## Aim of the task
Please give back the listing exactly as it reads.

****

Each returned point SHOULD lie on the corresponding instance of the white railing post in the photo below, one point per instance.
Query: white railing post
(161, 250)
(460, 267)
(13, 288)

****

## Exercise answer
Each returned point SHOULD lie on the corresponding instance of the white railing post in the photo below, one point per instance.
Query: white railing post
(161, 250)
(460, 267)
(13, 288)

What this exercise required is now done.